▶ **Required action**:
From the line containing "white column, then" down to the line containing "the ceiling, then" in the records below, reproduce every line exactly, ends included, and omit all others.

Saved entries
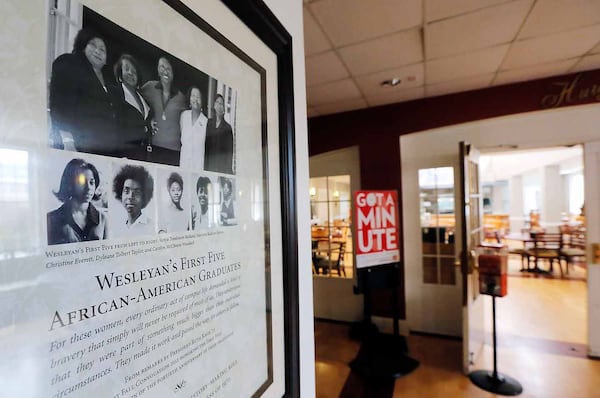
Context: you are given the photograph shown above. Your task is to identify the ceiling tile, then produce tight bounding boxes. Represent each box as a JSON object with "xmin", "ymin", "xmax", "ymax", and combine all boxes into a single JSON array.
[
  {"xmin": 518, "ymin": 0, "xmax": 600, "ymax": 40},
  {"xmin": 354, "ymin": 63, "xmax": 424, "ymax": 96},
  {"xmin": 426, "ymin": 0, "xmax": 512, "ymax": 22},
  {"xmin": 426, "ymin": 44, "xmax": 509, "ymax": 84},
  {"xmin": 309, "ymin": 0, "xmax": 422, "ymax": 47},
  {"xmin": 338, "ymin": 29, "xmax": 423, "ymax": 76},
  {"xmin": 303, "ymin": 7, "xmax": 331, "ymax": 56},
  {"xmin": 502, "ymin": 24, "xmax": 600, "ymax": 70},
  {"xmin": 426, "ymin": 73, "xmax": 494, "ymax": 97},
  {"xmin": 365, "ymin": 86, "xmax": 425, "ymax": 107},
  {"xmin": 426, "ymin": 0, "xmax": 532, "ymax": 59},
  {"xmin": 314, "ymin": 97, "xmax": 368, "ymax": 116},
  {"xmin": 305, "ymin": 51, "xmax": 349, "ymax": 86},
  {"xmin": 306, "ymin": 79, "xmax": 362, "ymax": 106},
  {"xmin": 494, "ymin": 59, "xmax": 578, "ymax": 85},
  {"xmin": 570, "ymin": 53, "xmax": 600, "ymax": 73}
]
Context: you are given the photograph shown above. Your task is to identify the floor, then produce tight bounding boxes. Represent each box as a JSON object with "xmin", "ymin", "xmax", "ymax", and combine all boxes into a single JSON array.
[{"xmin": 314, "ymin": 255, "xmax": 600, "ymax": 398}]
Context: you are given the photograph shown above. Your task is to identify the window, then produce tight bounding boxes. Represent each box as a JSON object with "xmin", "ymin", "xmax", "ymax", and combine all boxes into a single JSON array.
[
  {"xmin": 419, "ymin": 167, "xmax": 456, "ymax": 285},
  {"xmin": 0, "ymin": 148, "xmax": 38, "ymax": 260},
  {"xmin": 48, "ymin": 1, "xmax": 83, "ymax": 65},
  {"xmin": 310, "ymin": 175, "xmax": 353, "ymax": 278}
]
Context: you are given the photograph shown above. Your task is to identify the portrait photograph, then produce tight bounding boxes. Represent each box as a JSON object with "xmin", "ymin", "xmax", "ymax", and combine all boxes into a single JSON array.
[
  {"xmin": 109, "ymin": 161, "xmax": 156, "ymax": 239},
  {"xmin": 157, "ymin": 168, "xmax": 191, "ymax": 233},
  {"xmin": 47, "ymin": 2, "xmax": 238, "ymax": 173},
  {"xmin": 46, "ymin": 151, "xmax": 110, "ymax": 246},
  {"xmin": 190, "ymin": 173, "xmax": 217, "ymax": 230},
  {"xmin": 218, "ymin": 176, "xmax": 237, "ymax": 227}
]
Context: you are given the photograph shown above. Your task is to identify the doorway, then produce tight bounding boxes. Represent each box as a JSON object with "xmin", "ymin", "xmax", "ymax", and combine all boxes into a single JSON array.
==
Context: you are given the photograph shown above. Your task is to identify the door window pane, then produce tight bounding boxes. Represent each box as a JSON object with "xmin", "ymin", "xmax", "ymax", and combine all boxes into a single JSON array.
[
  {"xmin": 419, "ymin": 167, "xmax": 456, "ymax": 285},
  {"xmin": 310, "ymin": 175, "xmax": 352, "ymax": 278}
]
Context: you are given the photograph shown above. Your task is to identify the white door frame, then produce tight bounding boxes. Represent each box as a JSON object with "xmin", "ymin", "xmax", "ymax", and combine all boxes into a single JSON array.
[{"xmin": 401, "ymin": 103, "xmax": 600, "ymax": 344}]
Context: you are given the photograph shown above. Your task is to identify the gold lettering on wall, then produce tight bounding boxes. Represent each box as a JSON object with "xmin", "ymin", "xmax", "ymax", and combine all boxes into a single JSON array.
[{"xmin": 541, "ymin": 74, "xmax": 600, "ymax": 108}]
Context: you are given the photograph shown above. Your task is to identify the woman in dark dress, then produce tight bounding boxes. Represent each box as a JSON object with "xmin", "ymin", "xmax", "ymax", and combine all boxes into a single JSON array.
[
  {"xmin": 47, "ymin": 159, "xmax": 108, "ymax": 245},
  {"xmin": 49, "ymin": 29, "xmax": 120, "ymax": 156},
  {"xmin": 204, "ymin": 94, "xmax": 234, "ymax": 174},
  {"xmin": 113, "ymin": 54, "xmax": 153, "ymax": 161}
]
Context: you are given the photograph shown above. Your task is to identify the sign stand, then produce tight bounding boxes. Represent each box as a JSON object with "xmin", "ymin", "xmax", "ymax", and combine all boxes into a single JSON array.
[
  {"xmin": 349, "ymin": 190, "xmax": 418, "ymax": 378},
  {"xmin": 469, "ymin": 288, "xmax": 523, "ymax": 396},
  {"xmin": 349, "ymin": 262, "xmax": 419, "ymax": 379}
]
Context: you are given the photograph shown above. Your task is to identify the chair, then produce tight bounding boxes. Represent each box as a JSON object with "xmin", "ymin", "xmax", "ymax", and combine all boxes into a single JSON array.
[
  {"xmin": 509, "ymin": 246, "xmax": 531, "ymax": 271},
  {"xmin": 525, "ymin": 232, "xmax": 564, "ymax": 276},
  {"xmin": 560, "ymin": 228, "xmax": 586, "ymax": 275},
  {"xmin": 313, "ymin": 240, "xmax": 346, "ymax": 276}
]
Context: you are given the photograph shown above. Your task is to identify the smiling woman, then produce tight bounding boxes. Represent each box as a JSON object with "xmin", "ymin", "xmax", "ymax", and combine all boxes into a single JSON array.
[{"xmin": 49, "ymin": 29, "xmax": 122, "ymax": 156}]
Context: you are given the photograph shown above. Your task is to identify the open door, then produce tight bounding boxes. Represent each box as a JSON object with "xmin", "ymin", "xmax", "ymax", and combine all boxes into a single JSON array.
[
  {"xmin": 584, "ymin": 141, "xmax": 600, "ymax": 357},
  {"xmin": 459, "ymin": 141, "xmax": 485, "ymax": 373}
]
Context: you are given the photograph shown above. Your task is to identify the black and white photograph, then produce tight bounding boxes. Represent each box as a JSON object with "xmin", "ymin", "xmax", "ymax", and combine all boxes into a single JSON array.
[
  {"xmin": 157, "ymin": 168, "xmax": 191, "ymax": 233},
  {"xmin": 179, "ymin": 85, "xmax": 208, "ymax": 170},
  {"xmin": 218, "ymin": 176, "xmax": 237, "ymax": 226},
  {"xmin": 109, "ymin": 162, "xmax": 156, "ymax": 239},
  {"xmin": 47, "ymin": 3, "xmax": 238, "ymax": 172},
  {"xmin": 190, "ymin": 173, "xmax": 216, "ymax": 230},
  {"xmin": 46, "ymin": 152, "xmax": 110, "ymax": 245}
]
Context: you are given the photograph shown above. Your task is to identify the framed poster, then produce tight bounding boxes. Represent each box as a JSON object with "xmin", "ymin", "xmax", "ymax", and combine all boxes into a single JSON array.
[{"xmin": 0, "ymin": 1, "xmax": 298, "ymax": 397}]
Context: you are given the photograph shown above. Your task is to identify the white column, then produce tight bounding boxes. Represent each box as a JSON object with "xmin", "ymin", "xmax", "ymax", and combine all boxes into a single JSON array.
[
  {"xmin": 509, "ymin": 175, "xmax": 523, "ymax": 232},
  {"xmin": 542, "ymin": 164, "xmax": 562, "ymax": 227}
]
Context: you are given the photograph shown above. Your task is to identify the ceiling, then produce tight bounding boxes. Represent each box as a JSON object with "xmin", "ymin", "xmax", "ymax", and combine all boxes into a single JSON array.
--
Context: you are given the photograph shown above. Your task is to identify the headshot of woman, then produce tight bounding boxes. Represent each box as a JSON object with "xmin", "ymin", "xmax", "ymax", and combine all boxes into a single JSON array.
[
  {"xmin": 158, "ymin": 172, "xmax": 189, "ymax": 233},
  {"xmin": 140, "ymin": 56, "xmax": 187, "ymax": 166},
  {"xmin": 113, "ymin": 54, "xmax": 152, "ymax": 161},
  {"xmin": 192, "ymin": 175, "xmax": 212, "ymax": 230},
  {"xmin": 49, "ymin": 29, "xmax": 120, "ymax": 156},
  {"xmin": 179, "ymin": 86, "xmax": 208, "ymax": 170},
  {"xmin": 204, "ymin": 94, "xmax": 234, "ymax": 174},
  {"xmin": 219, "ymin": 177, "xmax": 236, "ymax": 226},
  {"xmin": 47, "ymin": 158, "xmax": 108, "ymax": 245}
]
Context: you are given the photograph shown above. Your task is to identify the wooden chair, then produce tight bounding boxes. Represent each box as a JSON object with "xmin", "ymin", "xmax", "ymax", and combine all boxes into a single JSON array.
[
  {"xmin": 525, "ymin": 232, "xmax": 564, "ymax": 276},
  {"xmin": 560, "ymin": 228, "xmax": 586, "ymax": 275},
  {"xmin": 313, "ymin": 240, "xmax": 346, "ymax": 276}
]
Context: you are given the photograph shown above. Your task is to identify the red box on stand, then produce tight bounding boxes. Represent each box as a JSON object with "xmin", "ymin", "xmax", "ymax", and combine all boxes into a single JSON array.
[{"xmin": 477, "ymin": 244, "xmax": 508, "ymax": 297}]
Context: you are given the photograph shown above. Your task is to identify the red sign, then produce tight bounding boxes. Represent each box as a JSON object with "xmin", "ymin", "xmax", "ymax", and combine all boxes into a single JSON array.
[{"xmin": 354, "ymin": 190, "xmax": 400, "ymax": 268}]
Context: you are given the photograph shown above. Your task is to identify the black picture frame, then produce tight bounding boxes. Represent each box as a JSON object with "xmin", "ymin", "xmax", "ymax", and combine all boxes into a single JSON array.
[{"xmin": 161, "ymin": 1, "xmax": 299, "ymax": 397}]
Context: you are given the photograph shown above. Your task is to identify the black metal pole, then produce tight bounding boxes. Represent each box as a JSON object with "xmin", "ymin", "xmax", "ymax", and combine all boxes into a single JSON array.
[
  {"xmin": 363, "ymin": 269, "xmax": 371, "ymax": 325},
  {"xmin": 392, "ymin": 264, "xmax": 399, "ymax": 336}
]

▶ **Exercise answer**:
Context: you are given the photograph shown above. Your task is to identify the white column, then produce tight bounding boxes. Represent each box as a JSON object with "xmin", "ymin", "xmax", "ymax", and combine all boxes into a single JSON array.
[
  {"xmin": 509, "ymin": 175, "xmax": 523, "ymax": 232},
  {"xmin": 542, "ymin": 164, "xmax": 562, "ymax": 227}
]
Context: you are given the photograph shown above. Your task is to identify the ceiling, then produce tight bounding boxes. Represent each box as a JSON object with "xmin", "ymin", "xmax", "ymax", and combine all boxes into a single JSON array.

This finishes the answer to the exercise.